Extracted entries:

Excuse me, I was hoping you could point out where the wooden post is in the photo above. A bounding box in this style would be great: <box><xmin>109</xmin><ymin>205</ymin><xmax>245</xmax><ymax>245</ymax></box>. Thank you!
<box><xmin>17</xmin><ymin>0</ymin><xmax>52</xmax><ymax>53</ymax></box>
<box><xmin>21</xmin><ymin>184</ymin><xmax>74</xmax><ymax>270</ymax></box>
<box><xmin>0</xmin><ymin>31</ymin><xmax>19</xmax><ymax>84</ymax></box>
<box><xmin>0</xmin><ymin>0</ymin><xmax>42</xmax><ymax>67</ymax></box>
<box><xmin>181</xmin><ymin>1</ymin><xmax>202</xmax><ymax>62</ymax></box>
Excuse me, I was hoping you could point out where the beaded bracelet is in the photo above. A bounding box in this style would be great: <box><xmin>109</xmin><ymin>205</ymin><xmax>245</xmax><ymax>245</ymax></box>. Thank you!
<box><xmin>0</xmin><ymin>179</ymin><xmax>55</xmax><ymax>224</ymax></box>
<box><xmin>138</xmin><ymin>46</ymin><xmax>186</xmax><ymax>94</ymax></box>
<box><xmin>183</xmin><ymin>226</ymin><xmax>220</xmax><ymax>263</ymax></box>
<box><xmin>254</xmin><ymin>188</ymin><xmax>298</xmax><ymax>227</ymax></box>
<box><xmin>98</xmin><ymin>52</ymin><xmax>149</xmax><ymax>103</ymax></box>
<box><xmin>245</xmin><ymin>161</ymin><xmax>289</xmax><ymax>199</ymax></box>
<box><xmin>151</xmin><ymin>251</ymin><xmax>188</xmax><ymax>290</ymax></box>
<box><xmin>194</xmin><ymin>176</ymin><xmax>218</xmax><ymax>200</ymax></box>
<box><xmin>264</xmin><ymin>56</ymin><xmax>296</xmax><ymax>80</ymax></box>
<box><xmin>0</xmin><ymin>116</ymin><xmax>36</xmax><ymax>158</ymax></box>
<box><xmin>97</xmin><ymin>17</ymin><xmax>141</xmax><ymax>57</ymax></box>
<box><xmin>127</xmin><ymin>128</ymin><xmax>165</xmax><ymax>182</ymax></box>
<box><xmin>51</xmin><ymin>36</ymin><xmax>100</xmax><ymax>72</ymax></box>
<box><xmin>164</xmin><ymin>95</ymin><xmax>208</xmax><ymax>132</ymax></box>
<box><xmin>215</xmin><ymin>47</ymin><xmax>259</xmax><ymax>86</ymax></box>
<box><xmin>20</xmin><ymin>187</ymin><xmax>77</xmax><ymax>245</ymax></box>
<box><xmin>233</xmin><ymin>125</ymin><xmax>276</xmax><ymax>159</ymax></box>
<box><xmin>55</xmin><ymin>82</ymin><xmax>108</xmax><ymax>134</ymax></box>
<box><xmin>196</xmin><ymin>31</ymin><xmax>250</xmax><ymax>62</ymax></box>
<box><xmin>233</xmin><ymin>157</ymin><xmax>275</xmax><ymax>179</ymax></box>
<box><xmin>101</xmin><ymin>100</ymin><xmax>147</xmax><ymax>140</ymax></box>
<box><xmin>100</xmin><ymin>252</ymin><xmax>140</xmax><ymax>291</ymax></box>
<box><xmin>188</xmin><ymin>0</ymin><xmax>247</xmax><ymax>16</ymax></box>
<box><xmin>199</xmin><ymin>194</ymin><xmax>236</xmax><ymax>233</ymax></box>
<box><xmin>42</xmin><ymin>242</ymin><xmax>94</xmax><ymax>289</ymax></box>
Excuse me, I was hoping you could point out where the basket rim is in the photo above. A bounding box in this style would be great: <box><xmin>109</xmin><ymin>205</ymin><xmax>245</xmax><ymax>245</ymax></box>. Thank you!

Written task:
Count how many lines of the rows above contain the string "hoping", treating uppercase and lowercase as different. Reply with the number alone.

Written solution:
3